* Problem *
Print the complete set of entries exactly.

* Given records *

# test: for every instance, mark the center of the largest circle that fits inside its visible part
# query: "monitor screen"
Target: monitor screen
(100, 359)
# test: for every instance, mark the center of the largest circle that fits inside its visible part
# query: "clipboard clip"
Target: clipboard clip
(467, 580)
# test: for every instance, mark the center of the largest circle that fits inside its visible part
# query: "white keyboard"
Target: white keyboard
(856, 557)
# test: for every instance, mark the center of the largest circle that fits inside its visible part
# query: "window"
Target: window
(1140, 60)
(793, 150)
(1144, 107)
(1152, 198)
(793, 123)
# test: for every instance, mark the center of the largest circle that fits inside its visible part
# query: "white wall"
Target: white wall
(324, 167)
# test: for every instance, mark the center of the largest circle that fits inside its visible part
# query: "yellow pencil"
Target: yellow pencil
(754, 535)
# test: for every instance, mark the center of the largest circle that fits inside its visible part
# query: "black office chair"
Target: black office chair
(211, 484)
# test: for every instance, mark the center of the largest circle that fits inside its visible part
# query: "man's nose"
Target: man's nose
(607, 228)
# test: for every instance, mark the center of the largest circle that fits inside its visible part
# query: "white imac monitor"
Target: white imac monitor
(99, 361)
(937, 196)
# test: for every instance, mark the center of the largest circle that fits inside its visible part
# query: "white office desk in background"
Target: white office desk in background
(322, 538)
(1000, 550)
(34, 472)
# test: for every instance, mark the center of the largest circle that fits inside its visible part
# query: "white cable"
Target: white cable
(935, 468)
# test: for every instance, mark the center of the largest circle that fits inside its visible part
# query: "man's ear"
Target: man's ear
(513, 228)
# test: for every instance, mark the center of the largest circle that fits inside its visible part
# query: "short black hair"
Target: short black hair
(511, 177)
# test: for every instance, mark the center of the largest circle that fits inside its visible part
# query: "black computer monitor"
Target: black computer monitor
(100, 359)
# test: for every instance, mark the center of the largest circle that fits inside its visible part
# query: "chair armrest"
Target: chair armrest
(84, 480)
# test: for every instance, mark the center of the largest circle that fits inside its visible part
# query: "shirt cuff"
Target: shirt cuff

* Problem solution *
# test: for every instance, mark the center of the largest circle that fits inside its visible part
# query: "monitor screen"
Target: monitor screen
(100, 359)
# test: for every instance, mark the center of the largest circle that fits inside its visible part
# query: "clipboard clip"
Target: clipboard clip
(467, 580)
# test: for every instance, mark the center of the largest circle that fits inside its visible part
# query: "white keyboard"
Target: white keyboard
(856, 557)
# test: for every instance, mark the center of the largest circle that fits inside its visible part
# query: "window"
Target: window
(1140, 60)
(793, 150)
(1144, 107)
(1152, 198)
(793, 123)
# test: for every instance, mark the center of the largest circle that fits inside its visible part
# query: "white wall"
Target: white wall
(324, 167)
# test: for every instance, mark the center of the largest circle that fits inside its visible part
# query: "yellow pencil"
Target: yellow pencil
(754, 535)
# test: for every instance, mark the center of the largest circle that fits inside its visible part
# query: "black office chair"
Target: black office chair
(211, 484)
# test: for every instance, mark the center of the largest circle that fits inside its visible part
# query: "man's nose"
Target: man's nose
(607, 228)
# test: for every instance, mark the center of the largest circle that fits inside its visible part
# query: "white imac monitor"
Target: white imac monitor
(99, 361)
(937, 196)
# test: for every instance, mark the center of the largest circle that fits inside its visible part
# query: "white office desk in background"
Target: white office desk in background
(322, 538)
(1000, 550)
(34, 472)
# test: for every instance, mark the center of the largest circle that fits inside its visible part
# query: "white cable"
Target: white cable
(935, 468)
# test: for every instance, mark the center of the largest circle that fits inside its visible part
# query: "man's ear"
Target: man's ear
(513, 228)
# test: for every instance, mark the center of the largest circle that fits inside its visible part
# query: "short black hair"
Target: short black hair
(511, 177)
# test: for every instance, mark the center of the largest circle that fits inside its visible part
# query: "black computer monitor"
Target: black computer monitor
(100, 359)
# test: for every instance, mark the center of the largest circle that fits inside its visible part
# query: "chair armrest"
Target: chair armrest
(84, 480)
# test: for every instance, mark the center of the largest circle that fits inside its visible part
# query: "shirt cuff"
Target: shirt cuff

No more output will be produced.